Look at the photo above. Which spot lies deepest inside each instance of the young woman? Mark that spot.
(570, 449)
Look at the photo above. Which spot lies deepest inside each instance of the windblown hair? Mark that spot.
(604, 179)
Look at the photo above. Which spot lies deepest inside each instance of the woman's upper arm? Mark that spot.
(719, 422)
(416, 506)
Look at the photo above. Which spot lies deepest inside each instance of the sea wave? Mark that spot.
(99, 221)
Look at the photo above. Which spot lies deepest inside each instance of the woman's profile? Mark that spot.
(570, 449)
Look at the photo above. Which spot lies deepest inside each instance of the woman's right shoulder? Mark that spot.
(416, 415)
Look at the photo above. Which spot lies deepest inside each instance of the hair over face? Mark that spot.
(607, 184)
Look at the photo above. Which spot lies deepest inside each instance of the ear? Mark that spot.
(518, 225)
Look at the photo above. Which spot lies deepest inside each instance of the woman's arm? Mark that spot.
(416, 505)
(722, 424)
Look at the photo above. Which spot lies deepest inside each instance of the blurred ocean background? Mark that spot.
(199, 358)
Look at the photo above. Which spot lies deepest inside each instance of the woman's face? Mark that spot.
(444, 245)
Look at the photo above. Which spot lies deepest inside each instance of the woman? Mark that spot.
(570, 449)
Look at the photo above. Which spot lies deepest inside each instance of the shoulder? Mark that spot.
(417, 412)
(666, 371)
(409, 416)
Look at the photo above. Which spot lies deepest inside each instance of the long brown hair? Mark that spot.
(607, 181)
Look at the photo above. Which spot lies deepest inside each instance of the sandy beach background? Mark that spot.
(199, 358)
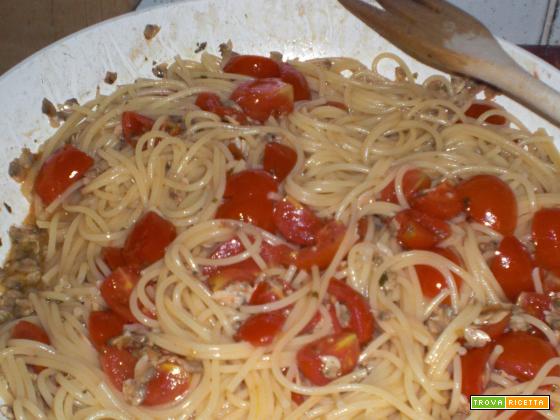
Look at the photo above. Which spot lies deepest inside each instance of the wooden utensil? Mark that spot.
(443, 36)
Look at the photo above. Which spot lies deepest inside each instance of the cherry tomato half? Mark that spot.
(546, 235)
(296, 222)
(512, 266)
(361, 318)
(169, 382)
(211, 102)
(414, 180)
(489, 201)
(279, 160)
(329, 238)
(246, 198)
(473, 370)
(343, 346)
(149, 238)
(477, 109)
(263, 98)
(117, 288)
(134, 125)
(252, 65)
(420, 231)
(104, 325)
(118, 365)
(289, 74)
(432, 281)
(261, 329)
(60, 171)
(442, 201)
(524, 355)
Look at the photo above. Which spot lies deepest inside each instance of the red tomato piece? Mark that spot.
(512, 266)
(414, 180)
(117, 288)
(431, 280)
(25, 330)
(266, 292)
(477, 109)
(441, 201)
(535, 304)
(134, 125)
(104, 325)
(211, 102)
(296, 222)
(361, 319)
(246, 198)
(252, 65)
(263, 98)
(546, 235)
(489, 201)
(343, 346)
(113, 257)
(279, 160)
(149, 238)
(118, 365)
(329, 238)
(289, 74)
(473, 370)
(170, 381)
(261, 329)
(60, 171)
(524, 355)
(420, 231)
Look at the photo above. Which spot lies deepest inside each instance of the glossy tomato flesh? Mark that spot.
(61, 170)
(490, 201)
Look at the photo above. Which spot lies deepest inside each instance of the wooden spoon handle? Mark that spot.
(514, 80)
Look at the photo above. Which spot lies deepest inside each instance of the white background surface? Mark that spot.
(518, 21)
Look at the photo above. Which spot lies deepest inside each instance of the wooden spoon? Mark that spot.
(443, 36)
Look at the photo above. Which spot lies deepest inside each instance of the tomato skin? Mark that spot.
(329, 238)
(246, 198)
(261, 329)
(296, 222)
(289, 74)
(524, 355)
(113, 257)
(104, 325)
(170, 381)
(344, 346)
(134, 125)
(61, 170)
(431, 280)
(489, 201)
(25, 330)
(149, 238)
(414, 180)
(473, 367)
(420, 231)
(263, 98)
(535, 304)
(211, 102)
(118, 365)
(477, 109)
(361, 318)
(512, 266)
(117, 288)
(441, 201)
(546, 235)
(252, 65)
(279, 160)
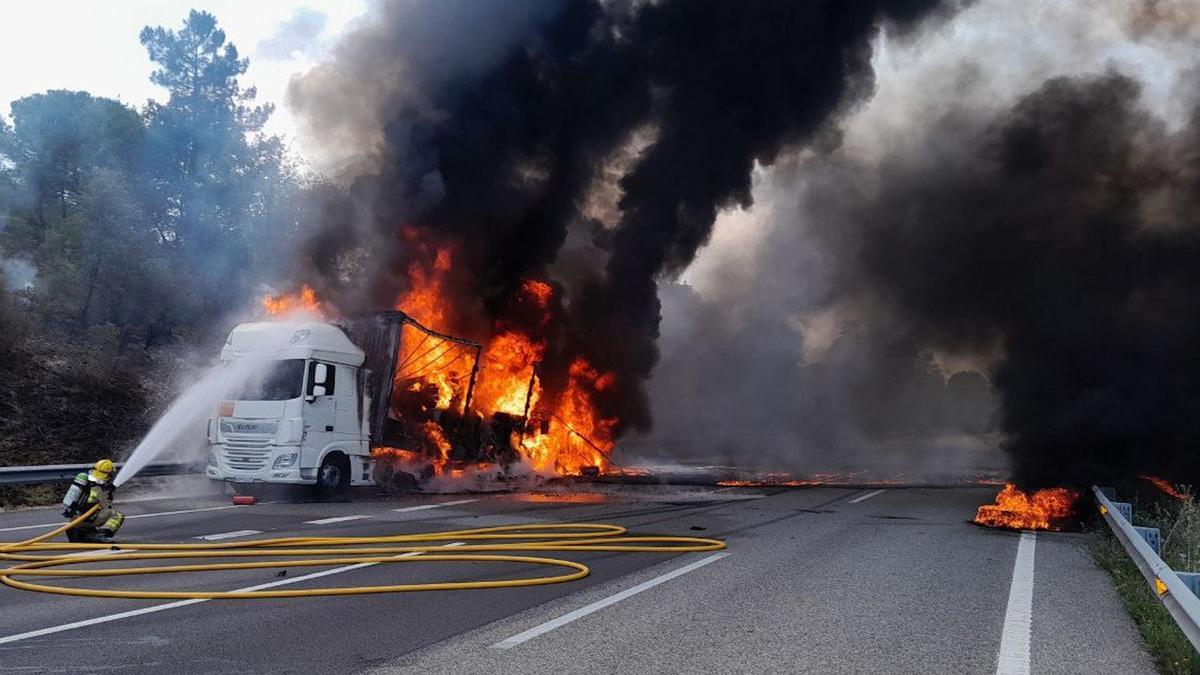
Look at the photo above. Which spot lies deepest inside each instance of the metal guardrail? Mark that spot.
(1176, 590)
(65, 472)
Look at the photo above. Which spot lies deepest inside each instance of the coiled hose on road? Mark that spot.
(426, 547)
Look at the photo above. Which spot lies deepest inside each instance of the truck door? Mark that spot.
(319, 411)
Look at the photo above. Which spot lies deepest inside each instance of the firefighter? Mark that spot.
(88, 489)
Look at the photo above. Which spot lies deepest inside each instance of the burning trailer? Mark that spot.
(381, 399)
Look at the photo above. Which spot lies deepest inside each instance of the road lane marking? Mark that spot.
(520, 638)
(47, 525)
(1014, 643)
(120, 615)
(867, 496)
(335, 519)
(220, 536)
(424, 507)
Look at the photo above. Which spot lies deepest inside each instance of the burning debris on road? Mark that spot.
(1050, 508)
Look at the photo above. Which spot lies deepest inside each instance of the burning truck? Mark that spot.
(384, 399)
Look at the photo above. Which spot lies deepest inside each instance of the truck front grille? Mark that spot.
(245, 452)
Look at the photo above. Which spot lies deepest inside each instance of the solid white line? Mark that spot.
(120, 615)
(228, 535)
(46, 525)
(424, 507)
(1014, 643)
(336, 519)
(603, 603)
(867, 496)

• • • • •

Write out all the entries again, word for word, and print no images.

__Solved problem__.
Look at the photo above. Which spot lies deepest inside each instance of the young woman? Mark that spot.
(570, 449)
Look at the photo above. Which spot lies deepest inside each instance of the windblown hair? Mark that spot.
(604, 179)
Look at the photo above. Which spot lies deepest inside each instance of the woman's upper arm? Mark that spot.
(719, 422)
(416, 506)
Look at the photo above. Which spot lies deepest inside each instance of the sea wave? Mark that spot.
(99, 221)
Look at the photo above. Which spot lies deepest inside each instance of the woman's profile? Mark that spot.
(570, 449)
Look at the photo above. Which spot lies deepest inside each instance of the woman's right shoulder? Mark that spot.
(416, 415)
Look at the photo above. Which spot lies deepest inside each instance of the hair over face? Mark that spot.
(607, 184)
Look at the photo above. Which spot lies deepest inside each instance of the ear? Mark that spot.
(518, 225)
Look at the photo above. Which spot lies deepest inside each instance of the woman's arm? Mark that spot.
(416, 505)
(722, 424)
Look at the photo above. Which spot lies deepest inside each instance of the blurred ocean background? Mark that spot.
(199, 358)
Look at the photo above. Which spot lies deepest inside each instance of the woman's face? Mark that spot.
(444, 245)
Look at the photo above. Which spot lies deepest inside each instance of the woman? Mark that spot.
(570, 449)
Look at the photo above. Which spot lies deepest inside each instance of the shoulder? Mark that spot.
(417, 412)
(666, 371)
(409, 416)
Look at the photo above. Which spot lies deepest inside each instance of the long brown hair? Mark that spot.
(607, 181)
Look at the photo above. Which spot lies deepest inside each instance of the sandy beach background? Mark that spot.
(199, 358)
Look at the photo above. Which spot lies deepest inside each instance of the wooden utensil? Mark that spot.
(443, 36)
Look at the photo above. Which spot lies deepest inside each instance of the cherry tomato half? Mark that spot.
(546, 235)
(296, 222)
(512, 266)
(361, 318)
(169, 382)
(211, 102)
(414, 180)
(489, 201)
(279, 160)
(329, 238)
(246, 198)
(473, 370)
(343, 346)
(149, 238)
(477, 109)
(263, 98)
(117, 288)
(134, 125)
(252, 65)
(420, 231)
(104, 325)
(118, 365)
(289, 74)
(432, 281)
(261, 329)
(60, 171)
(442, 201)
(524, 355)
Look at the photo above. Which spot lies deepest inside each instance of the red tomato piece? Mark that spot.
(512, 266)
(414, 180)
(117, 288)
(431, 280)
(25, 330)
(266, 292)
(477, 109)
(441, 201)
(535, 304)
(134, 125)
(104, 325)
(211, 102)
(296, 222)
(361, 319)
(246, 198)
(252, 65)
(263, 98)
(546, 235)
(489, 201)
(343, 346)
(113, 257)
(279, 160)
(149, 238)
(118, 365)
(329, 238)
(289, 74)
(473, 370)
(170, 381)
(261, 329)
(60, 171)
(524, 355)
(420, 231)
Look at the photo above. Which spot lies deepest inside each instance of the glossy tomato flesh? Mark that spot.
(61, 170)
(490, 201)
Look at the photo above. Which spot lies deepest inside each instance of the wooden spoon handle? Mark that spot.
(514, 80)
Look at the photo above. Which spot lies deepest inside each instance of the white background surface? Mark that spot.
(518, 21)
Look at the photo above. Which spot lies deepest inside each instance of the wooden spoon? Mark that spot.
(443, 36)
Look at the photo above. Which spot lies deepest inside each instance of the tomato skin? Mark that spot.
(329, 238)
(246, 198)
(261, 329)
(296, 222)
(289, 74)
(524, 355)
(113, 257)
(104, 325)
(170, 381)
(344, 346)
(134, 125)
(61, 170)
(431, 280)
(489, 201)
(25, 330)
(149, 238)
(414, 180)
(473, 367)
(420, 231)
(263, 98)
(535, 304)
(211, 102)
(118, 365)
(477, 109)
(361, 318)
(512, 266)
(117, 288)
(441, 201)
(546, 235)
(252, 65)
(279, 160)
Look at the photo above. Which spot lies deepest inside each instance of the metal guardrail? Mark that spot.
(1176, 590)
(65, 472)
Look at the photo above. Which spot lies deepest inside each instance of the coiled hose on road? Mark that spot.
(426, 547)
Look at the photo above. Which spot lies deepest inside each instance of the truck door? Mark that spot.
(319, 411)
Look at the photo above. Which spot lies deepest inside each instance of the firefighter? Mark that spot.
(88, 489)
Look at the photo above. Which spot lies deepest inside each instance of the burning trailer? Mark that spot.
(381, 399)
Look at the photo above. Which spot lies deepest inside each instance of the road lane marking? Mark that spot.
(520, 638)
(47, 525)
(1014, 643)
(120, 615)
(867, 496)
(335, 519)
(220, 536)
(424, 507)
Look at the photo above. Which spot lies deepest inside each instance of the burning debris on road? Mark that spot.
(1050, 508)
Look at the photo above. Which spot lies deepest inside each instance of the burning truck? Mark that spot.
(384, 399)
Look at the photo above. Which spot lies deepest inside each instance of the truck front grille? Mark that spot.
(245, 452)
Look at the photo above. Which spot lies deepest inside each instance of the solid white line? Mark that spot.
(120, 615)
(228, 535)
(46, 525)
(424, 507)
(1014, 643)
(336, 519)
(603, 603)
(867, 496)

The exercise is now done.